* _Work required_
Every record must be retyped as it stands.
_ _ _
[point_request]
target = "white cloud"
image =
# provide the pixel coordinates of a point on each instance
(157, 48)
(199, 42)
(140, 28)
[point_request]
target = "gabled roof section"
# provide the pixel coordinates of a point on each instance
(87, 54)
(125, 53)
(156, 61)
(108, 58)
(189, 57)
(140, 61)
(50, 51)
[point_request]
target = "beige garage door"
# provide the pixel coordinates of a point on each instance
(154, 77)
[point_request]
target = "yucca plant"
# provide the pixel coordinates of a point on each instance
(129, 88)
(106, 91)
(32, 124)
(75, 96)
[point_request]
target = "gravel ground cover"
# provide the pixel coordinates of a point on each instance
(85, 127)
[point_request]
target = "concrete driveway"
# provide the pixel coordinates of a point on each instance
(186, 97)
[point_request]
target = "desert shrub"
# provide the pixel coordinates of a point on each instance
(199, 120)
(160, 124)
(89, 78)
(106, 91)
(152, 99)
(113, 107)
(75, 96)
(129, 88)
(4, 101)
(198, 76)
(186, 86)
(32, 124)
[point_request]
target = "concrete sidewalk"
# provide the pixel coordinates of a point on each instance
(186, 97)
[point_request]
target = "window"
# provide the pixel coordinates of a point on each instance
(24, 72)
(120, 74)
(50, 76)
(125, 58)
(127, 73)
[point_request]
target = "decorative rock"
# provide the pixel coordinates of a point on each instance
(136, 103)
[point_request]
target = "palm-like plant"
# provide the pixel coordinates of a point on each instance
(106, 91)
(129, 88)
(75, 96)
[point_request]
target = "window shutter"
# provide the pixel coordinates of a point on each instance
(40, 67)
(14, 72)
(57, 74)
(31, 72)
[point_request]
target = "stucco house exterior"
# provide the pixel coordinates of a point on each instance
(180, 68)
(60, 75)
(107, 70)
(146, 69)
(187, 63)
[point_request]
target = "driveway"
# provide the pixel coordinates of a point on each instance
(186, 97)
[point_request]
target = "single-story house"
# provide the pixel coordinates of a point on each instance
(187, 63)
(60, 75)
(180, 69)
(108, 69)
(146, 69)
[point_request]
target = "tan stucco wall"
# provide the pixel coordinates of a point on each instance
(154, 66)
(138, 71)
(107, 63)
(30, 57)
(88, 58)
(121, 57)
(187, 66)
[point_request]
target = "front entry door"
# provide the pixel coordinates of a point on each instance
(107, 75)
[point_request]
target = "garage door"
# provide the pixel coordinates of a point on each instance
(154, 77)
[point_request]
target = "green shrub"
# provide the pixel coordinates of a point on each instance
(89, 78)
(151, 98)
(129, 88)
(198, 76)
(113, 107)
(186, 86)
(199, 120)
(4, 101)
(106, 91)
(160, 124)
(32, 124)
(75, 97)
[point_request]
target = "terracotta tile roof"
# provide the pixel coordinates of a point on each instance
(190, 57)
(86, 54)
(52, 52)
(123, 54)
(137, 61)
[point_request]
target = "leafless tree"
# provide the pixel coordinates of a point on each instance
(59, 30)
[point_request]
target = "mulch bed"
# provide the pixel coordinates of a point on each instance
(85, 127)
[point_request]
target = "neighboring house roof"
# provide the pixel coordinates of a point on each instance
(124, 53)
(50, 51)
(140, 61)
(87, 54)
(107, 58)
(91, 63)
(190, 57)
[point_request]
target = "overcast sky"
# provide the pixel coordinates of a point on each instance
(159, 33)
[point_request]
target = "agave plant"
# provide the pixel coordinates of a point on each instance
_ _ _
* _Solution_
[point_request]
target = "white cloud"
image =
# provide the pixel coordinates of a point on each instance
(157, 48)
(199, 42)
(140, 28)
[point_request]
target = "gabled roof section"
# provide the pixel coordinates of a point on each instance
(87, 54)
(125, 53)
(156, 61)
(108, 58)
(189, 57)
(140, 61)
(50, 51)
[point_request]
target = "beige garage door"
# provide the pixel coordinates of a point on each instance
(154, 77)
[point_request]
target = "yucca plant"
# provide the pixel coordinates of a point on each instance
(129, 88)
(106, 91)
(32, 124)
(75, 96)
[point_request]
target = "gravel ground cover"
# provide the pixel coordinates of a point on each instance
(85, 127)
[point_request]
target = "concrete driveway"
# provide the pixel coordinates of a point on each instance
(186, 97)
[point_request]
target = "desert shrub"
# provide the pixel coordinates of a point on each instance
(199, 120)
(160, 124)
(89, 78)
(106, 91)
(152, 99)
(113, 107)
(75, 96)
(129, 88)
(4, 101)
(198, 76)
(186, 86)
(32, 124)
[point_request]
target = "concrete sidewalk"
# provide the pixel coordinates of a point on each instance
(186, 97)
[point_request]
target = "window"
# provide the pixel coordinates of a point on each instance
(24, 72)
(120, 74)
(50, 76)
(125, 58)
(127, 73)
[point_request]
target = "decorative rock"
# provide the pixel coordinates of a point on each instance
(136, 103)
[point_request]
target = "palm-like plant"
# provide the pixel coordinates of a point on each instance
(106, 91)
(129, 88)
(75, 96)
[point_request]
target = "window shutter"
# provide the pixel coordinates of a point on each instance
(40, 67)
(14, 72)
(57, 74)
(31, 72)
[point_request]
target = "stucco house exterior"
# provide the pixel coordinates of a point on each instance
(180, 68)
(60, 75)
(107, 70)
(146, 69)
(187, 63)
[point_request]
target = "driveway"
# provide the pixel coordinates of a point on each instance
(186, 97)
[point_request]
target = "single-story house"
# provide the pixel coordinates of a point on each instance
(187, 63)
(60, 75)
(180, 69)
(108, 69)
(146, 69)
[point_request]
target = "tan stucco wall"
# provide the pixel coordinates of a point on each instance
(154, 66)
(138, 71)
(107, 63)
(30, 57)
(88, 58)
(121, 57)
(187, 66)
[point_request]
target = "front entry door"
# provide the pixel coordinates of a point on each instance
(107, 75)
[point_request]
target = "garage door"
# provide the pixel coordinates of a point on each instance
(154, 77)
[point_request]
target = "green shrub"
# provide the pixel coordinates of a point on each instance
(89, 78)
(151, 98)
(129, 88)
(198, 76)
(113, 107)
(186, 86)
(199, 120)
(4, 101)
(106, 91)
(160, 124)
(32, 124)
(75, 97)
[point_request]
target = "terracotta tile roof"
# provide the pixel coordinates of a point on each instance
(190, 57)
(86, 54)
(52, 52)
(123, 54)
(137, 61)
[point_request]
target = "leafless tree"
# provide the pixel coordinates of a point on each instance
(59, 30)
[point_request]
target = "mulch bed"
# provide the pixel coordinates of a point on each instance
(85, 127)
[point_request]
target = "neighboring house roof"
# provide the pixel coordinates of a point on each instance
(124, 53)
(50, 51)
(140, 61)
(87, 54)
(107, 58)
(91, 63)
(190, 57)
[point_request]
target = "overcast sky"
# provide the pixel coordinates of a point on each instance
(159, 33)
[point_request]
target = "agave plant"
# provide the pixel coordinates of a point on each instance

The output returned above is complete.